### What you have to do
In the essay about visiting Iguazu, where did the writer have their 16th birthday?

### Document passage

================================

We recently visited the amazing waterfalls at Iguazu. They span the border between Argentina and Brazil. We stayed in a hostel in Argentina, but a half-hour bus trip took us to the Brazilian side. We arrived in the morning, took many more photos, were super impressed, had lunch and got the bus back. About four hours in total.
So, can we now say we’ve been to Brazil? Can we now add that country to our Where have we been map? We had our passports stamped. Even more importantly, we got the welcome to Brazil text message (very important these days, especially if you’re travelling in Europe, how else can you show you’ve been in a country once you’ve got through that first border?). But can we now really say we’ve been to Brazil?
Some of you might debate the answer, but there is, in fact, a very simple rule to decide for sure. It’s a rule I came up with many years ago.
I had my first taste of travel in the army, or The Regiment as me and my brothers in arms prefer to call it. I could mention some of the places I visited, but I’d been in breach of the Official Secrets Act and be sent to military prison. Or, more likely, you’d never hear from me again.
OK, I’ll stop with the nonsense before I get too carried away. But it’s true that I first travelled a little back in my day in the army. That’s not a typo. (How dare you even think that.) I only had one day’s training in the army. I probably didn’t even manage a full 24 hour day. In the early afternoon after my first night, we all had a medical, and they discovered blood in my urine. Hospitalised. I was in the camp’s clinic in Harrogate for a few days, then transferred to a proper hospital. I was only a boy. A teenager. I had my 16th birthday in the military hospital in Catterick. (Notice I didn’t say celebrated).
I was there for about ten days, but they couldn’t find out what was wrong with me (and, to this day, nobody ever has). They sent me home until I was called up to another hospital, this time at RAF Holton in Buckinghamshire. After about two weeks (and a painful kidney biopsy without general anaesthetic) they sent me home again. I also had to visit my base camp once or twice before I finally voluntarily left my military career behind, having never gone beyond that one day’s training.
All these trips to hospitals, home and army camps meant I spent a fair bit of time in trains, especially the UK’s east coast line. I’d pass all these places, like Leeds, York and Darlington, and one time I wondered if stopping at the station was enough to say I’d been to that place. Of course not, my sixteen-year-old self said (I was very advanced for my age), so I got out at the next stop, Carlisle, and had a look around. That means a beer (I looked quite old for my age).

This is what we look like when we’re in Brazil. Like those Soviet-era statues where starry-eyed peasants look into a bright new future. We were just glad we’d finally worked out how to take selfie.

================================

### Provided material

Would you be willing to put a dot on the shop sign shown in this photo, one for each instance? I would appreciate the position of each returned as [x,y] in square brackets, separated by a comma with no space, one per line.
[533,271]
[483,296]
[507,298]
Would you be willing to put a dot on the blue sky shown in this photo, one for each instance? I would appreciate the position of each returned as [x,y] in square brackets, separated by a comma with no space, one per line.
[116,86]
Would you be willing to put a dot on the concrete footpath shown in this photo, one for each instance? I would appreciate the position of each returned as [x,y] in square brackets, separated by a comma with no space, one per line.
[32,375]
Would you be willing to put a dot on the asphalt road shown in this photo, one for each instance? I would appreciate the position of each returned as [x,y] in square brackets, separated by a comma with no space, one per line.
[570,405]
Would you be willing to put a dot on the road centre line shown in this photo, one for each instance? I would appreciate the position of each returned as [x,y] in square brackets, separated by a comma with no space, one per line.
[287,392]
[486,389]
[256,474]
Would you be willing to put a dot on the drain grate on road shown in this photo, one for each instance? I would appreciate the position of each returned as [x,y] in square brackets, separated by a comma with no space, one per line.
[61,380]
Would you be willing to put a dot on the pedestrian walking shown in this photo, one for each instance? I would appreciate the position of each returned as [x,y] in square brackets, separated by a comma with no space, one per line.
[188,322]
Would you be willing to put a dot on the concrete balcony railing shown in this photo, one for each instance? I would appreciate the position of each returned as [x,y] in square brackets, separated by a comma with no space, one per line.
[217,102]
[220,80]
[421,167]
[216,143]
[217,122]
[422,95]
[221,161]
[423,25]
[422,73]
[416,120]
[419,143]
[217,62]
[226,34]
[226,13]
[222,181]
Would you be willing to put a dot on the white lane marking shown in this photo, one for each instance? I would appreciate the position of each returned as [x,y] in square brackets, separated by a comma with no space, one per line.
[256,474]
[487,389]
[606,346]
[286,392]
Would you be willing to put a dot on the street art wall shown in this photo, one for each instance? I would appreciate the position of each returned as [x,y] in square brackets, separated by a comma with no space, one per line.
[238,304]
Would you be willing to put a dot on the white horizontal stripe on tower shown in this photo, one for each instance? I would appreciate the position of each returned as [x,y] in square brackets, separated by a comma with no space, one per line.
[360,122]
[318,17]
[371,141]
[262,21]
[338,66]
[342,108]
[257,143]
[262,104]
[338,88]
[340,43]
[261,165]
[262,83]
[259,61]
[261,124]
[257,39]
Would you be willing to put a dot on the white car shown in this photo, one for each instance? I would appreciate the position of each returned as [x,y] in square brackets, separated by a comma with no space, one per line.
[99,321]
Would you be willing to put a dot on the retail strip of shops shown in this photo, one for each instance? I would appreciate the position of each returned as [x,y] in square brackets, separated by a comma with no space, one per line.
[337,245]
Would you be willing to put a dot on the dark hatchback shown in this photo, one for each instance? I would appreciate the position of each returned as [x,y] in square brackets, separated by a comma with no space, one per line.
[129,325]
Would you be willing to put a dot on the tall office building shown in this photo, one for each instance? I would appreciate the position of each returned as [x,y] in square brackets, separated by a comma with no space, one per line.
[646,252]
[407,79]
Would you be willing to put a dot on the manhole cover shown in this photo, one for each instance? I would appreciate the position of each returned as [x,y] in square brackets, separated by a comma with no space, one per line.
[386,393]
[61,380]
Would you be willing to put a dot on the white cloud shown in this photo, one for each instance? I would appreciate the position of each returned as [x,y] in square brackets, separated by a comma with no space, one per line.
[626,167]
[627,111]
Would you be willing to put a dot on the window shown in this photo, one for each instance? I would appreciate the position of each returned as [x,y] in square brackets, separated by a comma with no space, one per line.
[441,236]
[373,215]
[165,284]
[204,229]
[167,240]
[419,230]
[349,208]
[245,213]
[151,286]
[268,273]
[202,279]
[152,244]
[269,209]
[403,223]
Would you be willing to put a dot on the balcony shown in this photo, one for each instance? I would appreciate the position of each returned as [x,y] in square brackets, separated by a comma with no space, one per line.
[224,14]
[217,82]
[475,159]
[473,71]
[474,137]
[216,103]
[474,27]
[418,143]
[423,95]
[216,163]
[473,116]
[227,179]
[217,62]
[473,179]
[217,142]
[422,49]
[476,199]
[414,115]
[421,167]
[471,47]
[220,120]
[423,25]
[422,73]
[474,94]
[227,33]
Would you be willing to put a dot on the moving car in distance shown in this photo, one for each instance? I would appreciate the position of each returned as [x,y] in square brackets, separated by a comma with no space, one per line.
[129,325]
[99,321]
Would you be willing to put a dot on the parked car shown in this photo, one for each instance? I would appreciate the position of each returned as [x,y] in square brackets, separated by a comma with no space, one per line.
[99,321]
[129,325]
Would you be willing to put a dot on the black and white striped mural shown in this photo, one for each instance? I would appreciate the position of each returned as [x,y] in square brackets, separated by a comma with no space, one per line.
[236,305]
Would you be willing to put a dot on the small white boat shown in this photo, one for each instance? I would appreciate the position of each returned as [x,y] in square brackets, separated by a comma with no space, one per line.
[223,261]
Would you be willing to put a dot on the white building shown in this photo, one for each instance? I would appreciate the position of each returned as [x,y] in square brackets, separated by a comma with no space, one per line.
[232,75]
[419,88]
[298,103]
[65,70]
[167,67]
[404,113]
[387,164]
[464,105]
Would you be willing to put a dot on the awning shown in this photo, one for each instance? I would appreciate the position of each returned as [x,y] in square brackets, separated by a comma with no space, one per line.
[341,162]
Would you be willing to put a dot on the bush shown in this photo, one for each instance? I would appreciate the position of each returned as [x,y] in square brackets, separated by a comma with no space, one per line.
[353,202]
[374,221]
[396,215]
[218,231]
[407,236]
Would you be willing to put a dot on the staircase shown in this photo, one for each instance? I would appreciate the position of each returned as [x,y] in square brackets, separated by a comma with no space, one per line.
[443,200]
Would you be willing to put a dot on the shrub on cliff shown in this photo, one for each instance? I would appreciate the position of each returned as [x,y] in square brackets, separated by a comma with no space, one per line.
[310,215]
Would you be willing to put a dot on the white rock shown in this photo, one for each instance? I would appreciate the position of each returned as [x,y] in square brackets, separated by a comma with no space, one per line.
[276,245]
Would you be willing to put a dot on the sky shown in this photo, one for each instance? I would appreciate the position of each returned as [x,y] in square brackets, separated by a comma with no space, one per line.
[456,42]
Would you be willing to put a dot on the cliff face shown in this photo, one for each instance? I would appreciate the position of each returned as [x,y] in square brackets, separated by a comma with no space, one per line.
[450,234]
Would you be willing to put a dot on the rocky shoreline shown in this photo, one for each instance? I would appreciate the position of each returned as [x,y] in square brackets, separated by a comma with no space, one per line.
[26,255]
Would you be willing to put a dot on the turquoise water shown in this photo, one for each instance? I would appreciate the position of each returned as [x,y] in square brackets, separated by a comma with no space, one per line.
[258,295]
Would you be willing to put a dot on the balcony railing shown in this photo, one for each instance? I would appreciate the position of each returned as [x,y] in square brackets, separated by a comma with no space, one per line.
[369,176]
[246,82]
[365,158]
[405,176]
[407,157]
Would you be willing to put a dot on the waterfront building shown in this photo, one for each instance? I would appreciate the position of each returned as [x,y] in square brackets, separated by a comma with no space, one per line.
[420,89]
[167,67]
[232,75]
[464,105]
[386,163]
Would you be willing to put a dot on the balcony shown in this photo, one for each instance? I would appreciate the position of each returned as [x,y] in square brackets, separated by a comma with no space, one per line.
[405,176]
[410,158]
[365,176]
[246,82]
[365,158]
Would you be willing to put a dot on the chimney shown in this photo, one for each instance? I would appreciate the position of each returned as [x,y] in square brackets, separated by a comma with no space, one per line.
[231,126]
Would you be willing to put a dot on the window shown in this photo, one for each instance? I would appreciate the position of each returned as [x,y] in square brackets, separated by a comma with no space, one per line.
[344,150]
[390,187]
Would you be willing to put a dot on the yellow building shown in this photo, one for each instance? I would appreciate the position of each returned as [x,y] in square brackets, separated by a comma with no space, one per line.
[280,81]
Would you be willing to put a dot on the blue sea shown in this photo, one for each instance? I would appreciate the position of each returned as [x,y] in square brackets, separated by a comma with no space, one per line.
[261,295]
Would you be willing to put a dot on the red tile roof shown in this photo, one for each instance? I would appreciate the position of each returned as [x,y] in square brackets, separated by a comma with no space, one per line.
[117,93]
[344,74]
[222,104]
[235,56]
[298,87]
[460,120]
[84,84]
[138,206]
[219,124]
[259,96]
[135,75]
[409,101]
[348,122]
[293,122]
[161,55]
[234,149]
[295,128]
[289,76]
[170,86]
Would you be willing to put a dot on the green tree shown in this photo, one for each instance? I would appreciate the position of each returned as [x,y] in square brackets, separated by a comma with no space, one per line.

================================

### Exercise result
In the military hospital in Catterick.